Task to complete. The lines that make up this material should each be returned exactly.

Data.
=== Section Start ===

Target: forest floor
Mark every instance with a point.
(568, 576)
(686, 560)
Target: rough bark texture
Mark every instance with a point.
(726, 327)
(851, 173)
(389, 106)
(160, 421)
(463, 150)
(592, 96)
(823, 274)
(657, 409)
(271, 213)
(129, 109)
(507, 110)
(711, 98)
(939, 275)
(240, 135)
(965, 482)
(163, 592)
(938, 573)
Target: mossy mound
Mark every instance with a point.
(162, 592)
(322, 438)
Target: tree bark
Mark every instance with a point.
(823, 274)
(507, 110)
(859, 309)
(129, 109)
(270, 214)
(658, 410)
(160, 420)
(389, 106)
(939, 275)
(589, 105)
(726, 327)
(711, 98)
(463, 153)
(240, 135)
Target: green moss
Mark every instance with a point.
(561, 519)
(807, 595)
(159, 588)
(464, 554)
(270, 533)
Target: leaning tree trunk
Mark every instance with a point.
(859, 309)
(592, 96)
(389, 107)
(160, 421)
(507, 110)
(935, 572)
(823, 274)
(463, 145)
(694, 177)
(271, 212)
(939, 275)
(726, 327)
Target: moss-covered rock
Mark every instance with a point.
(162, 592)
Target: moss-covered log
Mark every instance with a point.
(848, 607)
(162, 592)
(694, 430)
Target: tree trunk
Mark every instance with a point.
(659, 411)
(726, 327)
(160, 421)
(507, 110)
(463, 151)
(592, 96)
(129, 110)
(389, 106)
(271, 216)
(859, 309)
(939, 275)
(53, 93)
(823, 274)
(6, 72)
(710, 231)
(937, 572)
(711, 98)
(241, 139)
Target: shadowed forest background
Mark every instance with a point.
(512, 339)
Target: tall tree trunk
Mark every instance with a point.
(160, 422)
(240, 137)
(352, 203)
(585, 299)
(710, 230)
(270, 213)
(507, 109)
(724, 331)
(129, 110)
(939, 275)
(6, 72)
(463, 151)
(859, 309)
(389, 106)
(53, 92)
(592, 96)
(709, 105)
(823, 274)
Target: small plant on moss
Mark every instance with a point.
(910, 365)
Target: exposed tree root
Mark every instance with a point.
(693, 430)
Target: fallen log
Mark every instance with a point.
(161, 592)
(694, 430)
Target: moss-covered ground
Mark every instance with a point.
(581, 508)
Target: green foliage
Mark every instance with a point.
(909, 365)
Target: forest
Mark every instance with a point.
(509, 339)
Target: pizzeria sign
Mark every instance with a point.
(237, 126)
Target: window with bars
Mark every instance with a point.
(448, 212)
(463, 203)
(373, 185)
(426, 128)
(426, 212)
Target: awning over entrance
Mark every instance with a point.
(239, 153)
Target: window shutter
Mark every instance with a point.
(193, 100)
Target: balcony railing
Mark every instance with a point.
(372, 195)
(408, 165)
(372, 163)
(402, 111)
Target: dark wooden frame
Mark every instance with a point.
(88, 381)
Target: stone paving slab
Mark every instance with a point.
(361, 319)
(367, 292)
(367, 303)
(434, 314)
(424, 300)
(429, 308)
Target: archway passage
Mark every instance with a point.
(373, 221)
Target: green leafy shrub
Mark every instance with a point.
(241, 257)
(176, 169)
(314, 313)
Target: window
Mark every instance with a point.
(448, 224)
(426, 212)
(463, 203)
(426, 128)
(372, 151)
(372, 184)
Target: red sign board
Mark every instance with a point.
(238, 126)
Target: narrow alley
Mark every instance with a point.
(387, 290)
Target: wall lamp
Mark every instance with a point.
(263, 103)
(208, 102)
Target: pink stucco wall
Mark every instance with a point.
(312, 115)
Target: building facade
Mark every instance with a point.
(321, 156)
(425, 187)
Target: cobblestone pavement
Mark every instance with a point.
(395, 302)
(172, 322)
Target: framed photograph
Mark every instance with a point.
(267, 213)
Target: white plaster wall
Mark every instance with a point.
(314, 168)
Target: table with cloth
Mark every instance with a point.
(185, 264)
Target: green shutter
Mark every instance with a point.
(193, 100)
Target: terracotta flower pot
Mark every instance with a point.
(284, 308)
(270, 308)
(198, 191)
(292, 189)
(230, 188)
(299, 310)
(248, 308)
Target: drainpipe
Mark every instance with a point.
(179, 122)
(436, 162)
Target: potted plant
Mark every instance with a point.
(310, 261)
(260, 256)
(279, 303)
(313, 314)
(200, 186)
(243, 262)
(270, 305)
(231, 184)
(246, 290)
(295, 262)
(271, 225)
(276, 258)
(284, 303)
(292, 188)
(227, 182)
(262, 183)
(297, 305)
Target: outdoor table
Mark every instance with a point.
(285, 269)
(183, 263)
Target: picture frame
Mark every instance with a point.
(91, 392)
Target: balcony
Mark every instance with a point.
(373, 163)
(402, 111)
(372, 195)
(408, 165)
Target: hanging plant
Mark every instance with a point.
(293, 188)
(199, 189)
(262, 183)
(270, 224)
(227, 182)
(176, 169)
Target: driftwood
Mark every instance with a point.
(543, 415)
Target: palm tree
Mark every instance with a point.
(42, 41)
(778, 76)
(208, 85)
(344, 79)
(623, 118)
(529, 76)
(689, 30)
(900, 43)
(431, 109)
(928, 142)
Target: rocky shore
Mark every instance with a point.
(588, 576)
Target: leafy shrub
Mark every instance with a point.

=== Section End ===

Exercise response.
Target: forest floor
Mark every instance with a point.
(568, 576)
(686, 560)
Target: rough bark texture
Mark every instance with a point.
(726, 327)
(851, 173)
(389, 106)
(160, 421)
(463, 150)
(592, 96)
(823, 274)
(657, 409)
(271, 213)
(129, 109)
(507, 110)
(711, 98)
(939, 275)
(240, 135)
(965, 482)
(163, 592)
(938, 573)
Target: mossy mound
Mark every instance with a point.
(162, 592)
(322, 438)
Target: tree bark
Mark every instance with a point.
(823, 274)
(507, 110)
(859, 309)
(129, 109)
(270, 214)
(658, 410)
(160, 420)
(389, 106)
(939, 275)
(589, 105)
(726, 327)
(711, 98)
(463, 153)
(240, 135)
Target: green moss
Mark every instance with a point.
(561, 519)
(807, 595)
(159, 588)
(464, 554)
(270, 533)
Target: leaning tree trunk
Mark every instance with a point.
(859, 309)
(592, 96)
(389, 107)
(160, 421)
(507, 110)
(935, 572)
(823, 274)
(463, 145)
(694, 177)
(271, 212)
(939, 275)
(726, 327)
Target: moss-covered rock
Mark every instance with a point.
(162, 592)
Target: moss-covered log
Mark every instance with a point.
(848, 607)
(162, 592)
(694, 430)
Target: tree trunk
Mark every instance with a point.
(659, 411)
(726, 327)
(160, 421)
(507, 110)
(463, 151)
(592, 96)
(129, 110)
(389, 106)
(271, 216)
(859, 309)
(939, 275)
(53, 93)
(823, 274)
(6, 72)
(710, 231)
(937, 572)
(711, 98)
(241, 139)
Target: shadowed forest background
Mark every instance with a point.
(512, 339)
Target: tall tree trunk
Mark every instance with a point.
(160, 422)
(240, 137)
(352, 203)
(585, 299)
(710, 230)
(270, 213)
(507, 109)
(724, 331)
(129, 110)
(939, 275)
(6, 72)
(463, 151)
(859, 309)
(389, 106)
(53, 92)
(592, 96)
(709, 105)
(823, 274)
Target: small plant on moss
Mark every instance with a point.
(910, 365)
Target: exposed tree root
Mark every instance with a point.
(693, 430)
Target: fallen log
Mark every instance with a point.
(161, 592)
(694, 430)
Target: moss-covered ground
Mark every instance with a point.
(581, 508)
Target: green foliage
Mark every instance with a point.
(909, 365)
Target: forest
Mark every instance with a point.
(509, 339)
Target: pizzeria sign
Mark every instance with a point.
(237, 126)
Target: window with bars
Mark every instance with a point.
(448, 212)
(463, 203)
(373, 185)
(426, 128)
(426, 212)
Target: awning over entrance
Mark every instance with a point.
(239, 153)
Target: window shutter
Mark every instance with a point.
(193, 100)
Target: balcony railing
Mark every instance with a point.
(372, 195)
(408, 165)
(372, 163)
(402, 111)
Target: dark wooden frame
Mark every instance with a point.
(88, 381)
Target: stone paving slab
Mark every instance with a point.
(361, 319)
(367, 292)
(367, 303)
(434, 314)
(424, 300)
(429, 308)
Target: archway passage
Mark every instance with a point.
(373, 221)
Target: green leafy shrub
Mark every instance with a point.
(241, 257)
(176, 169)
(314, 313)
Target: window
Mark every instance with a point.
(448, 224)
(426, 212)
(463, 203)
(426, 128)
(372, 151)
(372, 184)
Target: red sign board
Mark every instance with a point.
(238, 126)
Target: narrow alley
Mark every instance with a point.
(387, 290)
Target: wall lamp
Mark every instance with a point.
(263, 103)
(208, 102)
Target: pink stucco wall
Mark every instance with a point.
(312, 115)
Target: building facade
Mark every instance with a point.
(321, 156)
(425, 187)
Target: cobblestone pavement
Mark every instance with a point.
(395, 302)
(172, 322)
Target: framed photograph
Mark every instance with a point.
(267, 213)
Target: white plaster wall
Mark every instance with a point.
(314, 168)
Target: table with cloth
Mark every instance with a point.
(185, 264)
Target: green shutter
Mark every instance with a point.
(193, 100)
Target: terracotta flower pot
Mark every instance with a point.
(284, 308)
(270, 308)
(198, 191)
(292, 189)
(230, 188)
(299, 310)
(248, 308)
Target: drainpipe
Mark every instance with a point.
(179, 122)
(436, 162)
Target: potted plant
Mark every instance with a point.
(310, 261)
(260, 256)
(279, 303)
(313, 314)
(200, 186)
(243, 262)
(270, 305)
(231, 184)
(246, 290)
(295, 262)
(271, 225)
(276, 258)
(284, 303)
(292, 188)
(227, 182)
(262, 183)
(297, 305)
Target: outdoor table
Mark every instance with a point.
(285, 269)
(183, 263)
Target: picture frame
Mark every instance with a point.
(91, 392)
Target: balcony
Mark every instance with a point.
(373, 163)
(402, 111)
(372, 195)
(408, 165)
Target: hanging plant
Mark every instance with a point.
(293, 188)
(199, 189)
(262, 183)
(270, 224)
(227, 182)
(176, 169)
Target: driftwood
Mark every instance with a point.
(543, 415)
Target: palm tree
Mark every instance with a point.
(42, 41)
(778, 76)
(208, 85)
(344, 79)
(623, 118)
(529, 76)
(689, 30)
(900, 43)
(431, 109)
(928, 142)
Target: rocky shore
Mark every instance with a point.
(588, 576)
Target: leafy shrub
Mark every instance with a point.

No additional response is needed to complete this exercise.